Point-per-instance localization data

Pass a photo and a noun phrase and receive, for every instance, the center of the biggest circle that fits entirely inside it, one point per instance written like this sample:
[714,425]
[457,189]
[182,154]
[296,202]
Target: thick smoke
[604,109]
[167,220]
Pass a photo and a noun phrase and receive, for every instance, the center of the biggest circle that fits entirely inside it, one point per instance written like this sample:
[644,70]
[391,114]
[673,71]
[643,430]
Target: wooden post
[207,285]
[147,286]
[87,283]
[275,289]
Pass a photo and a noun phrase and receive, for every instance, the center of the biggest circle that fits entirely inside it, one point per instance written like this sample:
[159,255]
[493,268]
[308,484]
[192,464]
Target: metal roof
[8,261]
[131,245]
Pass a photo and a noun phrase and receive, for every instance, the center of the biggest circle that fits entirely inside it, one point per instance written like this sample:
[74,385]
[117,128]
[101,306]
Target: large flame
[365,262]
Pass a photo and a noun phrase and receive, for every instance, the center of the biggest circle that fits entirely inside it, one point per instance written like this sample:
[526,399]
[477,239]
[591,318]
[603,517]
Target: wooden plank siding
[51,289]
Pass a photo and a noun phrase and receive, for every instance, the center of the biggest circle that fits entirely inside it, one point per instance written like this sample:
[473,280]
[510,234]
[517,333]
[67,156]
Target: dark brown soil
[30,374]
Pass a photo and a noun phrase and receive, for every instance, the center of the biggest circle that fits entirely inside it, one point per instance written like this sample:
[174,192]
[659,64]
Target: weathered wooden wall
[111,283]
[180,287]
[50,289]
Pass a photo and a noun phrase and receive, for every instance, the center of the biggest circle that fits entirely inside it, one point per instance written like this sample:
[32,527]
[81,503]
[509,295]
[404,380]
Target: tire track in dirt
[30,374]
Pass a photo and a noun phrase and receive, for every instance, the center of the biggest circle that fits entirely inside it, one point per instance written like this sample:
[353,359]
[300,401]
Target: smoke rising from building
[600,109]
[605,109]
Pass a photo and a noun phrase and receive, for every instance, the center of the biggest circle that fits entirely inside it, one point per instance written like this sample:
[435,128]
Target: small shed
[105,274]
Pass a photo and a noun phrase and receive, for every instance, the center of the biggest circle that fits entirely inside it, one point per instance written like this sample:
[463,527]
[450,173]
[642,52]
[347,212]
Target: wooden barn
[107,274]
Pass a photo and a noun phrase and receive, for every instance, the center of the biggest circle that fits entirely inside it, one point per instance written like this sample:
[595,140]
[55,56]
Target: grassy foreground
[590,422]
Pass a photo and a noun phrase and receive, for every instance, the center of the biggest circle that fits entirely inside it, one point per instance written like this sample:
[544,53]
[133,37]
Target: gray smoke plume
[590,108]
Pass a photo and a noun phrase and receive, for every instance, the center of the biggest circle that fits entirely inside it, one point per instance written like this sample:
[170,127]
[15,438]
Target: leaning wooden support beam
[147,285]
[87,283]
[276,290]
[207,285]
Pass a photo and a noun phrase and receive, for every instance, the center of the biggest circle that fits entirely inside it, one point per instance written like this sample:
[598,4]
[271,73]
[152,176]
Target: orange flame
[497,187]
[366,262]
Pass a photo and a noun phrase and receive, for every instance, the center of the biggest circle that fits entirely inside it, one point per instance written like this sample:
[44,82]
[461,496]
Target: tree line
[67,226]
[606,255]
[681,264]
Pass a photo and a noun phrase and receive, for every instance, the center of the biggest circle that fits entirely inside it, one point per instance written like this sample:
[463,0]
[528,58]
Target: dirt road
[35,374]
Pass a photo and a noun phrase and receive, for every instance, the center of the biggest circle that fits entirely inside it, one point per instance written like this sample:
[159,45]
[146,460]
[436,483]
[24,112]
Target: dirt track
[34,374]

» **To do**:
Please write out every line of the data exactly.

» **Solution to the problem**:
Pass a photo and a noun phrase and receive, for every instance, the center of the biggest circle that fits entirely inside it, one point per instance written like this sample:
[714,425]
[457,189]
[182,154]
[296,202]
Target: thick smoke
[604,109]
[167,220]
Pass a photo and a noun phrase and receive, for every instance, the center of the biggest circle that fits entirely inside it, one point per instance written like this sample:
[644,70]
[391,114]
[673,71]
[643,430]
Target: wooden post
[207,285]
[147,286]
[87,283]
[275,289]
Pass a photo and a noun phrase and receive, for every instance, the center of the biggest circle that fits entirely inside it, one point per instance written like this sample:
[159,255]
[493,268]
[308,484]
[192,464]
Target: metal roof
[8,261]
[131,245]
Pass a photo and a noun phrase and receive, for every instance, the center of the biggest circle that fits entirely inside it, one point per instance written like this sample:
[74,385]
[117,128]
[101,306]
Target: large flame
[365,262]
Pass a photo and a noun phrase and receive, for every instance, the center of the biggest circle that fits entirely inside it, one point per instance written like this sample:
[526,399]
[477,239]
[591,318]
[603,517]
Target: wooden plank siding
[51,289]
Pass a photo and a noun phrase and receive, for every instance, the center of the biggest circle that fits entirely inside it, one point per instance written like this sample:
[473,280]
[510,234]
[517,333]
[67,156]
Target: dark brown soil
[30,374]
Pass a photo and a noun phrase and receive, for every instance, the center of the biggest circle that fits entirely inside it, one point per instance written like this sample:
[174,192]
[659,64]
Target: weathered wooden wall
[111,283]
[180,287]
[50,289]
Pass a photo and a noun phrase and receive, for every instance, the center of the biggest circle that fits entirely inside it, one point per instance written like this sample:
[32,527]
[81,503]
[509,295]
[404,380]
Target: tire track in dirt
[30,374]
Pass a photo and a noun phrase and receive, for every instance, the center of the biggest circle that fits entirely inside it, one point per instance written like this sample:
[353,359]
[300,401]
Target: smoke rising from building
[600,109]
[605,109]
Pass a photo and a noun phrase and receive, for every instance, the center of the biggest circle that fits entirely inside it, one point per instance written like this sample:
[435,128]
Target: small shed
[105,274]
Pass a photo and a noun phrase and receive, for every instance, the center of the biggest circle that fits entirely inside it, one point per instance written like this sample:
[463,527]
[450,173]
[642,52]
[347,212]
Target: wooden barn
[107,274]
Pass a photo and a noun phrase and receive, for every instance, the center of the biggest circle that fits entirely inside it, one point per instance written like this sample:
[595,140]
[55,56]
Target: grassy foreground
[590,422]
Pass a photo and a noun phrase and receive, for every instance, the center of the biggest circle that fits entirely inside it, one point per instance written like this sample:
[544,53]
[133,37]
Target: gray smoke plume
[590,108]
Pass a photo and a noun phrase and receive, for every instance, the center of the biggest circle that fits entirely inside it, one point per instance written like this sample:
[170,127]
[15,438]
Target: leaning wooden support beam
[147,285]
[87,283]
[276,290]
[207,285]
Pass a photo and a noun phrase and receive, for every instance, the center of the biggest circle that fits entirely inside it, one point per instance written like this sample:
[598,4]
[271,73]
[152,176]
Target: orange flame
[497,187]
[366,262]
Pass a photo and a noun phrase and receive, for every instance, the center of the biggest circle that fits entirely inside it, one point per instance written like this sample:
[44,82]
[461,496]
Target: tree line
[67,226]
[606,255]
[681,264]
Pass a photo and a noun phrase and receive, for every instance, the center of the biggest circle that fits entirely inside it, one point per instance written like this sample:
[463,0]
[528,58]
Target: dirt road
[35,374]
Pass a photo and a noun phrase and receive, for every instance, the center of the biggest circle that fits entirely inside it, one point per instance written like this sample:
[159,45]
[146,460]
[436,483]
[24,112]
Target: dirt track
[34,374]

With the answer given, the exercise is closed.